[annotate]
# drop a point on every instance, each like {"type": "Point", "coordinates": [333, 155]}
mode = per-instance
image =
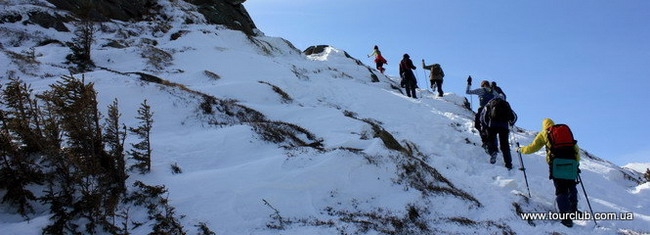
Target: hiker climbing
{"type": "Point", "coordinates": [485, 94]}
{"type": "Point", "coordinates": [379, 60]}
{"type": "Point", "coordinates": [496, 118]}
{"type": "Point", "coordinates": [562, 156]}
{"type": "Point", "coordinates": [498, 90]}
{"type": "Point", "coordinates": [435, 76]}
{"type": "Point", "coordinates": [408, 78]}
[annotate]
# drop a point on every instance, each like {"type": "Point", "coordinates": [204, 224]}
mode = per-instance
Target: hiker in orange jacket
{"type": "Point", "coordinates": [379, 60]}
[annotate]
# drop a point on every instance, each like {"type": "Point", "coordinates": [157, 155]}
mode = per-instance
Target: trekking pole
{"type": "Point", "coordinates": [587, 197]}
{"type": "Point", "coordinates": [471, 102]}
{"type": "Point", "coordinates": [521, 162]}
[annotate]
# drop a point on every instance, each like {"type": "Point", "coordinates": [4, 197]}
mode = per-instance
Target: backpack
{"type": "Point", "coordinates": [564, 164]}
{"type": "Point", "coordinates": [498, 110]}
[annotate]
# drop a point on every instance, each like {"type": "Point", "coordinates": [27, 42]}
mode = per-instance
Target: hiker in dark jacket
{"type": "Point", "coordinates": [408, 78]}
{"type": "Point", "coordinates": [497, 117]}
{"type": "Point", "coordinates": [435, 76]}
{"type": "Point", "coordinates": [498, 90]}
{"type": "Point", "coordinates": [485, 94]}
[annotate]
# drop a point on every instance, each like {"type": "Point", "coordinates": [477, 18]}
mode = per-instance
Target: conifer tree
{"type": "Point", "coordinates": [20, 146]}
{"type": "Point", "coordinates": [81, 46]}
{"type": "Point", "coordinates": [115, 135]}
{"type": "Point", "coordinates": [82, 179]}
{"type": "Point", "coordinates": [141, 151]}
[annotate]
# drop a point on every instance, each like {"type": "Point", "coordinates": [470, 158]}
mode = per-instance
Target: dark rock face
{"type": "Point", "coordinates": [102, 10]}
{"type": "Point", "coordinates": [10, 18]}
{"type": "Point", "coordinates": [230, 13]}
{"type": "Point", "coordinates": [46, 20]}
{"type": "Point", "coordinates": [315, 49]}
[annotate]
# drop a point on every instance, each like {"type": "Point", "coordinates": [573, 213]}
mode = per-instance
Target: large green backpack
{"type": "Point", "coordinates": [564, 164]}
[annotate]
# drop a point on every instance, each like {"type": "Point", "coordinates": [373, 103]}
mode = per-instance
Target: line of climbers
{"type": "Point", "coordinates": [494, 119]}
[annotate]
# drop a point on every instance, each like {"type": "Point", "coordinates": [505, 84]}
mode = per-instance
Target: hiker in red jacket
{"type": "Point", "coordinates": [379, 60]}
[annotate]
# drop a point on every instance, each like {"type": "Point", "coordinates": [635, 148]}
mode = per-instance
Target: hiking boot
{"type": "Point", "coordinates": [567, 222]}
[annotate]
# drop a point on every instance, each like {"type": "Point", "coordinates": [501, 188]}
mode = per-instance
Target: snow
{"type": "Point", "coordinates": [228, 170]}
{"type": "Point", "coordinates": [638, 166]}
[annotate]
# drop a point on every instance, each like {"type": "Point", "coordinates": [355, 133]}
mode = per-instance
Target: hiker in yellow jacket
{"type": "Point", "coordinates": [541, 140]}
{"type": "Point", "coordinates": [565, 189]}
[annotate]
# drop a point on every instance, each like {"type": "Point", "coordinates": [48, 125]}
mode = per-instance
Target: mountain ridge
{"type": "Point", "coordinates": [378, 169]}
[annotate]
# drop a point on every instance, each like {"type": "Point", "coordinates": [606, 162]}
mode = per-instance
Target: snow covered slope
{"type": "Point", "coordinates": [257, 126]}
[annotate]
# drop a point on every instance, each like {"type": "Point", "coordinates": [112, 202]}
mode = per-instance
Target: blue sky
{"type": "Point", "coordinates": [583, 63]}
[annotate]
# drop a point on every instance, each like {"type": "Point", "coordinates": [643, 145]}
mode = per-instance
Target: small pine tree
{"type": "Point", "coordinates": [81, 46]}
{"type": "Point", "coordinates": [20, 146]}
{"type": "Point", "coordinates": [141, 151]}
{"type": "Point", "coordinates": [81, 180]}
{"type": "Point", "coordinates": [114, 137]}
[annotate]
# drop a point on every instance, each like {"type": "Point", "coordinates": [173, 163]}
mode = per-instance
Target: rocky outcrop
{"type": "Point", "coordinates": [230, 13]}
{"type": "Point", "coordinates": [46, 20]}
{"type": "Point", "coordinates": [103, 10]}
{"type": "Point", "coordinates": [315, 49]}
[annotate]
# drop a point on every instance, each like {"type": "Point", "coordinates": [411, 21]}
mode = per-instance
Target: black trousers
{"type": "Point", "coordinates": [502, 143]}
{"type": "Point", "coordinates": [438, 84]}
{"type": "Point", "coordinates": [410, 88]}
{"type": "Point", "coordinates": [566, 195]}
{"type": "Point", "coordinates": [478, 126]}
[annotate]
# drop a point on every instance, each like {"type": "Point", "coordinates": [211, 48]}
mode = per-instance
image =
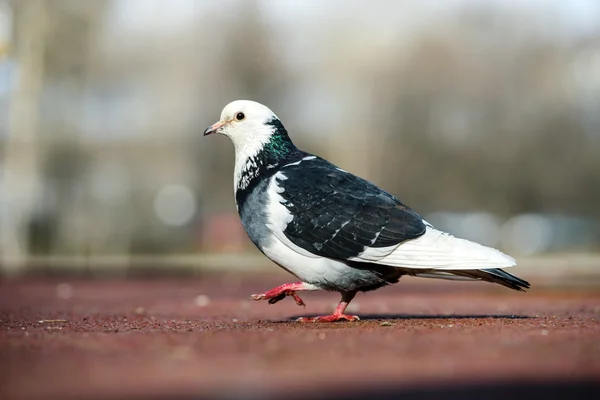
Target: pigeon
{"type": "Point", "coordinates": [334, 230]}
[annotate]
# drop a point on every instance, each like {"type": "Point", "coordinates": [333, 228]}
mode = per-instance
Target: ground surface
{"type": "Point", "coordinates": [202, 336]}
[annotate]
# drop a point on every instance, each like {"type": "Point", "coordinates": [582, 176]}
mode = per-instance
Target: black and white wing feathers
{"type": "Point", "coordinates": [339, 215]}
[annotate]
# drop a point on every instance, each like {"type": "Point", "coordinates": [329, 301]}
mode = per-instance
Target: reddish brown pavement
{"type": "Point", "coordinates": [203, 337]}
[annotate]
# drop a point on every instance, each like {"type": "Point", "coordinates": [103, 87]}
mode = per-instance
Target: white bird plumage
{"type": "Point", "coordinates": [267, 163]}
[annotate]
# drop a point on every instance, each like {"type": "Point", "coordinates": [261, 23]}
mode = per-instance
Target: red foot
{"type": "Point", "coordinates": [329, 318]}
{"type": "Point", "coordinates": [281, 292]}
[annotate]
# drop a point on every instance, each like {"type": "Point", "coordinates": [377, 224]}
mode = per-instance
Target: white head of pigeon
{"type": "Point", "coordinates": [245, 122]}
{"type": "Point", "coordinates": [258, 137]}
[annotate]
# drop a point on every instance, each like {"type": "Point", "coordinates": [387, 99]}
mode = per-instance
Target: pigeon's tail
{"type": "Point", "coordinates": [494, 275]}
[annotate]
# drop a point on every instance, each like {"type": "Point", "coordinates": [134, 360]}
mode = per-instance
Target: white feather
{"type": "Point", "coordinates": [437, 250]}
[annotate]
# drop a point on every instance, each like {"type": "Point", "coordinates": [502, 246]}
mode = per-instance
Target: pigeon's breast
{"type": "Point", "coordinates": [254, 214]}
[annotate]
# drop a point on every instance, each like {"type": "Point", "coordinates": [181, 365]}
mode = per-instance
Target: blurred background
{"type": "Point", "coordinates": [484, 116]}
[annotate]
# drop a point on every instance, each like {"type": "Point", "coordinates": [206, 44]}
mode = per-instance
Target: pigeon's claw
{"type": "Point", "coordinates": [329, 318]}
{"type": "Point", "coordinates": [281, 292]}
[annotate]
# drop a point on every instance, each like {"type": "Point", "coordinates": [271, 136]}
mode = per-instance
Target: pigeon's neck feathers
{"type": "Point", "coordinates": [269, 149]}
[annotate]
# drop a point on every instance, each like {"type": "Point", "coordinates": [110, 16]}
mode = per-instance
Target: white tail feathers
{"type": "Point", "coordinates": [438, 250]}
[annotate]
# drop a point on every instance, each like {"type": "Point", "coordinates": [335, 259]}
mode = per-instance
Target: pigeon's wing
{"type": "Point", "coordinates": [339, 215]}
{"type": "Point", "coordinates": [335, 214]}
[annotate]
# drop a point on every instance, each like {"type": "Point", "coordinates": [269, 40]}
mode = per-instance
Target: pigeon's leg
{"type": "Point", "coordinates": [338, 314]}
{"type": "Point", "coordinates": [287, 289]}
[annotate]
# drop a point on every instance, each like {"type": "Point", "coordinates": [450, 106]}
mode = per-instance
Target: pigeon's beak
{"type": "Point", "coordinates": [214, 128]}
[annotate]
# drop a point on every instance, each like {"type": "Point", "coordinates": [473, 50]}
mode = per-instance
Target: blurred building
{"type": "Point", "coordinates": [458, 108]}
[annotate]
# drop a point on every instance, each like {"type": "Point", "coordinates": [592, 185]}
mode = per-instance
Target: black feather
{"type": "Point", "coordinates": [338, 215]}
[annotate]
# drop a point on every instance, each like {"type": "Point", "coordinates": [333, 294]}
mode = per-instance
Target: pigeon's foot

---

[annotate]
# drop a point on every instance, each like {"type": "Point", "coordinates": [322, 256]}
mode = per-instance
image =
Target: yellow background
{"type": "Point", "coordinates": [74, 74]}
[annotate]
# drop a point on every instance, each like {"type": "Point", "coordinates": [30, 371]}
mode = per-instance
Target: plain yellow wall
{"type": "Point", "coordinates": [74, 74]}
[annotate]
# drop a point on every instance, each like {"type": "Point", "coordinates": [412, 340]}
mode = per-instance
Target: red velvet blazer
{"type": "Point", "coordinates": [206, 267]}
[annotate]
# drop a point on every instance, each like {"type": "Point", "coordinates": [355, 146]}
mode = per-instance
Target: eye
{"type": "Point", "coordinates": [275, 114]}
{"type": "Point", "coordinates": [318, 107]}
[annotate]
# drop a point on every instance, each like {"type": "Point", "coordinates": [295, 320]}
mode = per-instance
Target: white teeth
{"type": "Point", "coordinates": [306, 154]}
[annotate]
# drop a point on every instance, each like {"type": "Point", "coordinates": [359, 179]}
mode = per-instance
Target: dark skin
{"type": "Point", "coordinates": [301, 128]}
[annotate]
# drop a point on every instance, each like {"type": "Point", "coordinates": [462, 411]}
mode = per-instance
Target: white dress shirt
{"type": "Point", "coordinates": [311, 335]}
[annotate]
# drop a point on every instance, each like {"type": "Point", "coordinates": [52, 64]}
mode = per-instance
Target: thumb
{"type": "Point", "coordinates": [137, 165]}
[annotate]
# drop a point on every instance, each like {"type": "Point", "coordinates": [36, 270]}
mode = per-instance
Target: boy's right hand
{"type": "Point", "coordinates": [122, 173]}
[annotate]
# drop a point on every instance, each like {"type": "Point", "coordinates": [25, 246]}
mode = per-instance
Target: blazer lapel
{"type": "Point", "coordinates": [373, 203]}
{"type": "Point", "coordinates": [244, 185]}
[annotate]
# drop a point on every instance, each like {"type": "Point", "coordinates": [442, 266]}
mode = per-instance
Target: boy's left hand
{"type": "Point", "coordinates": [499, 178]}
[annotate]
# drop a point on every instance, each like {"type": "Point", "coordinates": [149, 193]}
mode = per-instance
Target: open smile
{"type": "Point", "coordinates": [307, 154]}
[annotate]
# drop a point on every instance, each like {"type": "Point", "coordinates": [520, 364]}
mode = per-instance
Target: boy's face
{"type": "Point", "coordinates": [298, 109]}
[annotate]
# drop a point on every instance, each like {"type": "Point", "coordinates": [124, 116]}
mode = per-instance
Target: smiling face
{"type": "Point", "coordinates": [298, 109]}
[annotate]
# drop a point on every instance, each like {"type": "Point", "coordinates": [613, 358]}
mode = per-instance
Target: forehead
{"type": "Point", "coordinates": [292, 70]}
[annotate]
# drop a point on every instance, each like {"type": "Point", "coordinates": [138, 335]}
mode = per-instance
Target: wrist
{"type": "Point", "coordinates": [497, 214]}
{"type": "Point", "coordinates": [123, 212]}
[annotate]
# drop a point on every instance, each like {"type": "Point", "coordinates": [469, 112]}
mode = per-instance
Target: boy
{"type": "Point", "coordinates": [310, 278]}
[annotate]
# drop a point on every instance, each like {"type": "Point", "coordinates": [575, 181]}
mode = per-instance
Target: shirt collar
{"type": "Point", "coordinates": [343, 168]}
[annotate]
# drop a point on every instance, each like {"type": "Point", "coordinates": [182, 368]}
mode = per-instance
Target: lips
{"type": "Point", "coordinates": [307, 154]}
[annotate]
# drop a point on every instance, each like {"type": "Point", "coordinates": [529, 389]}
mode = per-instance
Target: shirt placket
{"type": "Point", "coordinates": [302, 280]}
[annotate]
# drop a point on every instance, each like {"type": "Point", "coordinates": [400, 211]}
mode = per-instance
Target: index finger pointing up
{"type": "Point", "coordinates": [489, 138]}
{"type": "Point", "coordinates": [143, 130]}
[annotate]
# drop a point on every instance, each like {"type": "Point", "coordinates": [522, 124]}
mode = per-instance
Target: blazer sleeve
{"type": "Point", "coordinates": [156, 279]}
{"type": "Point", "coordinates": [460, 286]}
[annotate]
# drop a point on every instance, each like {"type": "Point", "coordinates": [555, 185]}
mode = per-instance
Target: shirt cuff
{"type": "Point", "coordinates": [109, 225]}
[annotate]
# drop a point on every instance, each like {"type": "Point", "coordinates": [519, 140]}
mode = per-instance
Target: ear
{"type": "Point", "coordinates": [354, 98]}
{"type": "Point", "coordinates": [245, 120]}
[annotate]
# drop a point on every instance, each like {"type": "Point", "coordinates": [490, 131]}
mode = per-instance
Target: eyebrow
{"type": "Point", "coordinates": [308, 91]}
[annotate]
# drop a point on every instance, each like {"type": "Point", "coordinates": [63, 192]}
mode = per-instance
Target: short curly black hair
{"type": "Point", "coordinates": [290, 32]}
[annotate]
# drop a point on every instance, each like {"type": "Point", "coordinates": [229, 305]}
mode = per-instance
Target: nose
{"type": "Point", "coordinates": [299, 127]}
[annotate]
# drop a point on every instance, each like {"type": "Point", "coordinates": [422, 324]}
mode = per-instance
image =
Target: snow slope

▸ Directive: Select and copy every line above that contains the string "feathers".

▸ Output of the task:
Target: black and white wing feathers
Target: pigeon's neck feathers
Target: white tail feathers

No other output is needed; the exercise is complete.